**Tasks to perform:**
• A. Return the part of the bomber crew search gallery from "JPAC conducts missions" up to and including "using CT images.", copied word for word.
• B. Based on the bomber crew search gallery, answer yes or no to each statement and quote the words that decide it: (i) The Battle of the Bulge began on Dec. 16, 1944. (ii) The remains found at the dig will be tested at a JPAC laboratory in Dover, Delaware. (iii) Brad Hellberg is stationed at Spangdahlem Air Base.
---------- Selected passage
Photo Gallery Painstaking Search for American WWII Bomber Crew

The bucolic landscape of Belgium's Ardennes region was the backdrop for fierce fighting during the Battle of the Bulge, which went on from Dec. 16, 1944 to Jan. 16, 1945. It was the last major German offensive of World War II.

This July, a team from the Hawaii-based Joint POW/MIA Accounting Command (JPAC) is engaged in an expansive effort near Allmuthen, Belgium to find the remains of crewmembers who were on board Hunconscious, a missing B-26 Marauder bomber they now believe may have gone down here on Dec. 23, 1944.

The large crater at the site is typical of plane crashes that happened before WWII aircraft dropped their bombs. It was long thought to be where a plane called Bank Nite Betty went down, but new information has led to the theory that the missing Hunconscious crashed here too. The tiny flags around the crater indicate spots where JPAC has detected metal scraps from the crash.

The team is systematically surveying and excavating the site for human remains and evidence of the crash.

Each bucket of earth collected in the archeological operation is sifted at several stations set up around the large site.

The team has already found a number of artifacts, including human remains, which will be tested back at JPAC's laboratory at the Joint Base Pearl Harbor-Hickam in Hawaii after the dig. The families of the crewmembers have submitted DNA samples to help identify the remains.

The trees, planted following World War II, have acted as a sieve, collecting debris as they grew over the decades. Here, forensic anthropologist Hugh Tuller searches for evidence.

Captain Jill Kennedy, a logistics officer who coordinates JPAC missions, spots a metal scrap in the roots. Regardless of rank or specialty, "everybody digs," team members say.

The metal scraps are easy to find thanks to they greenish hue, a result of oxidation.

Here, US Air Force Master Sergeant Jerry Cameron, an expert on military survival equipment and its history, examines objects found so far at the site.

These bits of metal are armor plates from a WWII flak jacket, he explains.

Air Force Staff Sergeant Brad Hellberg, 28, is stationed at Spangdahlem Air Base, not far from the dig, and was one of many volunteers to help out at the site, including on July 4, a holiday for US troops. "This is like a scavenger hunt for adults," the hobby metal detecting enthusiast said.

Hellberg has found metal scraps like these around the crash site.

JPAC conducts missions around the world, including in Vietnam. Here, Vietnamese and US team members work at a screening station at a remote northern Vietnamese village in May 2012.

JPAC sends crews to the sites of suspected US casualties around the world, both on land and at sea. This image shows a recovery effort of the northern coast of Vietnam in May 2012.

In this photo, a joint service honor guard escorts unidentified remains arriving at the Joint Base Pearl Harbor-Hickam.

Once remains arrive, they undergo extensive analysis by forensic scientists at JPAC's Central Identification Laboratory. These cast skull models were made using CT images.

JPAC works closely with the Armed Forces DNA Identification Laboratory in Dover, Delaware, shown here.
--------------------
---------- Source data
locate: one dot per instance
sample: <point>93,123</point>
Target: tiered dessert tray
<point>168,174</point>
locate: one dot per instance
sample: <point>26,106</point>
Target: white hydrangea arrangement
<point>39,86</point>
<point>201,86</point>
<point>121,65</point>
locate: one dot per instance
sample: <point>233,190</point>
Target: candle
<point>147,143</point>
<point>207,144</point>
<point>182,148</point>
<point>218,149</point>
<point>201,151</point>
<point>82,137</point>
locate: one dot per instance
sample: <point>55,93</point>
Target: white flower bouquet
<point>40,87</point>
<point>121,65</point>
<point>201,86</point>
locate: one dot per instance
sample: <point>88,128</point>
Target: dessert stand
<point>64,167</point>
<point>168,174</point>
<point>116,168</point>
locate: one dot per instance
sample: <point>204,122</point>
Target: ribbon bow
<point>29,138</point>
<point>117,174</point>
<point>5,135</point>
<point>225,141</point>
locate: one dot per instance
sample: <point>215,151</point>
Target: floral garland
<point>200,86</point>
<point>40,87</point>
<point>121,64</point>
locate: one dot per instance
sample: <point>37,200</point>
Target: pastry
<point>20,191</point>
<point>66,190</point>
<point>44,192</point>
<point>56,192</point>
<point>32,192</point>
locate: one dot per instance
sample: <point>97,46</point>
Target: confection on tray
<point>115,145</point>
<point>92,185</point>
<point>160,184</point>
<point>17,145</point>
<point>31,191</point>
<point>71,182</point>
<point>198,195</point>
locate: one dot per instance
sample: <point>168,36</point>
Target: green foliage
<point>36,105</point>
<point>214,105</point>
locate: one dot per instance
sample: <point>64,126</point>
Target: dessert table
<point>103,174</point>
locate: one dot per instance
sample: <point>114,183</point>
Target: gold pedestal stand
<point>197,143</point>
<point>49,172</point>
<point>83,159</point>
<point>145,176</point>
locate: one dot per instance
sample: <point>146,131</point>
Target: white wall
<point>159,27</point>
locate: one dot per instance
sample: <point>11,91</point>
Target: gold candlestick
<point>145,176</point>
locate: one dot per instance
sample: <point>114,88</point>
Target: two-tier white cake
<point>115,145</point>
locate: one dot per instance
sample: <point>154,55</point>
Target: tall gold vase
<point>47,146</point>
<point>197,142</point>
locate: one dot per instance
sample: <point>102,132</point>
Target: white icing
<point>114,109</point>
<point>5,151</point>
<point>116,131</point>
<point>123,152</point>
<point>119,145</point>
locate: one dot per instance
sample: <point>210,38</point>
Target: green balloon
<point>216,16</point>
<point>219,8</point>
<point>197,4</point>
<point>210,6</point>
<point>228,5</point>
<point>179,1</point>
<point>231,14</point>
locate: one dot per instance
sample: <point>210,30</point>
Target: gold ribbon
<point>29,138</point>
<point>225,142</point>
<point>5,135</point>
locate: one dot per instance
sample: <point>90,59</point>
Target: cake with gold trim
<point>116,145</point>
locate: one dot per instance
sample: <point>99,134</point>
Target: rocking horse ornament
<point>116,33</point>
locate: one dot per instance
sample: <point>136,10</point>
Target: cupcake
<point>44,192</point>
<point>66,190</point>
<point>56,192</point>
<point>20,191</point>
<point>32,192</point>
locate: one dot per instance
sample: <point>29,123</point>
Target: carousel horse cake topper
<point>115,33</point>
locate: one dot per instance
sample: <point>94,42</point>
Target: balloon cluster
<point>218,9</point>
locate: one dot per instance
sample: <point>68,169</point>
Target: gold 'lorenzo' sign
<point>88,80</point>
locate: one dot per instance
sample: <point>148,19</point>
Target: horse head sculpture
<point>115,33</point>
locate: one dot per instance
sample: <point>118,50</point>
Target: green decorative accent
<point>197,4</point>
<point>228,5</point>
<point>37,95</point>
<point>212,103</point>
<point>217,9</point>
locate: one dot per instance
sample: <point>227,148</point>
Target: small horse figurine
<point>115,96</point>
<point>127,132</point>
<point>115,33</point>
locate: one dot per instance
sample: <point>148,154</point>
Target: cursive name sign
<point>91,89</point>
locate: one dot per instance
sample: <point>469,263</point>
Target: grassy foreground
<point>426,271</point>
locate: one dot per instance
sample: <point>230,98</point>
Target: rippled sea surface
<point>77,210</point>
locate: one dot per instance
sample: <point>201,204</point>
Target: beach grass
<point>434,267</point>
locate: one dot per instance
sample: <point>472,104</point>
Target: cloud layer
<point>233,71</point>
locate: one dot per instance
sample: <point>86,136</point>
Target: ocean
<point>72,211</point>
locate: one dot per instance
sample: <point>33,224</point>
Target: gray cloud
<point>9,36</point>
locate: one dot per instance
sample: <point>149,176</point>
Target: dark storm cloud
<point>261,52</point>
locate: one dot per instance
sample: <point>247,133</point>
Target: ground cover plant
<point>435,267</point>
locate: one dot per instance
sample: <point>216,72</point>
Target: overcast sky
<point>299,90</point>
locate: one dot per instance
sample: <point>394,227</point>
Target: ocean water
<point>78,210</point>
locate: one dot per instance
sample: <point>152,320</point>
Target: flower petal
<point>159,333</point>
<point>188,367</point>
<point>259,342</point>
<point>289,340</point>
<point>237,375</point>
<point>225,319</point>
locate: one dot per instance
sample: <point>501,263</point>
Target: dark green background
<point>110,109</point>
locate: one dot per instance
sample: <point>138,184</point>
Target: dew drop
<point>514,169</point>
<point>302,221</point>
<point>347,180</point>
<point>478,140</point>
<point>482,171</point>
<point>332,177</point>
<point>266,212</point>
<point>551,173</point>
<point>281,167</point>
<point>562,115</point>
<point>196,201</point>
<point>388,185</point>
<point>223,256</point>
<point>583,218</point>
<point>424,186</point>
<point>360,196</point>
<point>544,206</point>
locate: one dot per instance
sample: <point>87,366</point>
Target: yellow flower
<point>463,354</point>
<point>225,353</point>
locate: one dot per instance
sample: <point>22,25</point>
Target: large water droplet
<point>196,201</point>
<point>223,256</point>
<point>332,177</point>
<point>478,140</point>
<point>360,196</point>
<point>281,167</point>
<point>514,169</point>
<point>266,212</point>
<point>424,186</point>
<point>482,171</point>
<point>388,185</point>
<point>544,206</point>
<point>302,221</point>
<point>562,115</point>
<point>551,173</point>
--------------------
---------- Source data
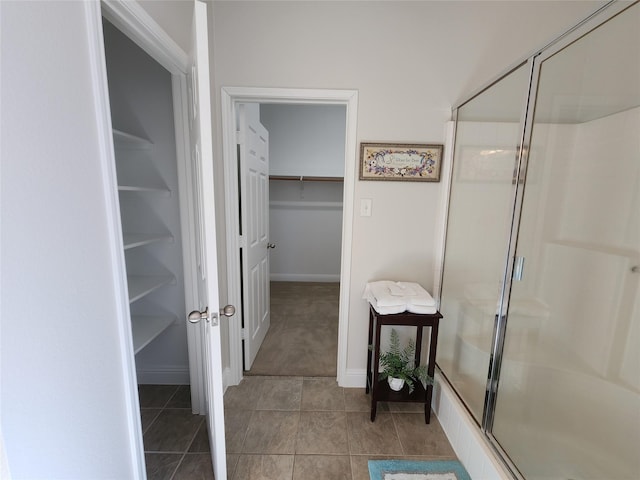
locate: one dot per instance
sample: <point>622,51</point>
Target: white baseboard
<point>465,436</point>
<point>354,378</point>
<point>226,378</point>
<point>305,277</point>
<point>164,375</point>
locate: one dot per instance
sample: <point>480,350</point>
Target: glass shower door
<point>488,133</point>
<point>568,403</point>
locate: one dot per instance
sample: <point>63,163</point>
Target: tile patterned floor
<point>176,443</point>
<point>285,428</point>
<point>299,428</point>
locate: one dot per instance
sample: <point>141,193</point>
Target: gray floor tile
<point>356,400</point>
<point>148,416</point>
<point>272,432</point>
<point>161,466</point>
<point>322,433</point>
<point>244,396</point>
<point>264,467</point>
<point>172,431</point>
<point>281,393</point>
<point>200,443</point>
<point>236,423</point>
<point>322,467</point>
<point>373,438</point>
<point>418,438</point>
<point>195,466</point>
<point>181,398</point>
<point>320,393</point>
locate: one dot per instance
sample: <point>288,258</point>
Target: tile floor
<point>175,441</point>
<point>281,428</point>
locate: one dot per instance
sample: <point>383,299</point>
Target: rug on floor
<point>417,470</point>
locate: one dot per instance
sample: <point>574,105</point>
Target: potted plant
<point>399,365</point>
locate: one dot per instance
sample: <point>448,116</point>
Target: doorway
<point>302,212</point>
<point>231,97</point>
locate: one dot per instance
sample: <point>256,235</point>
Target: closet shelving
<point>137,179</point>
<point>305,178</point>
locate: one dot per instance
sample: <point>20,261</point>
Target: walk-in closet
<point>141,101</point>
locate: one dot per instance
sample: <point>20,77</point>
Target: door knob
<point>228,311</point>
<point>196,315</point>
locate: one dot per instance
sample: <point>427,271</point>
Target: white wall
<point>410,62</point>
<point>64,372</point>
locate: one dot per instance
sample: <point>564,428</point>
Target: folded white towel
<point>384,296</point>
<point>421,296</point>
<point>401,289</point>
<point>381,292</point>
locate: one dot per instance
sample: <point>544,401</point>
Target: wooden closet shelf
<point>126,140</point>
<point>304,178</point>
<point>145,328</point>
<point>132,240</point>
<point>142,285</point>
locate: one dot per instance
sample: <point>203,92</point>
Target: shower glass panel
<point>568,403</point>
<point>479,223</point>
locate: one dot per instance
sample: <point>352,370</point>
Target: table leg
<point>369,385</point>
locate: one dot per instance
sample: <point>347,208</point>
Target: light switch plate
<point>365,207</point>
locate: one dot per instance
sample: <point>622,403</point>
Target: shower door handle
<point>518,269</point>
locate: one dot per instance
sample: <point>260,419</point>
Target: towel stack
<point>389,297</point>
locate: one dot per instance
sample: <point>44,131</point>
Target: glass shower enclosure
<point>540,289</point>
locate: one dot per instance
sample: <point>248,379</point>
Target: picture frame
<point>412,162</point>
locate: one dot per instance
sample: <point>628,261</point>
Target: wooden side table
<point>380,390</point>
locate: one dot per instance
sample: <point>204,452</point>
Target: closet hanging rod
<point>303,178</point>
--------------------
**Exercise results:**
• A.
JPAC conducts missions around the world, including in Vietnam. Here, Vietnamese and US team members work at a screening station at a remote northern Vietnamese village in May 2012.

JPAC sends crews to the sites of suspected US casualties around the world, both on land and at sea. This image shows a recovery effort of the northern coast of Vietnam in May 2012.

In this photo, a joint service honor guard escorts unidentified remains arriving at the Joint Base Pearl Harbor-Hickam.

Once remains arrive, they undergo extensive analysis by forensic scientists at JPAC's Central Identification Laboratory. These cast skull models were made using CT images.

• B.
(i) Yes: "went on from Dec. 16, 1944 to Jan. 16, 1945"
(ii) No: "will be tested back at JPAC's laboratory at the Joint Base Pearl Harbor-Hickam in Hawaii after the dig"
(iii) Yes: "is stationed at Spangdahlem Air Base"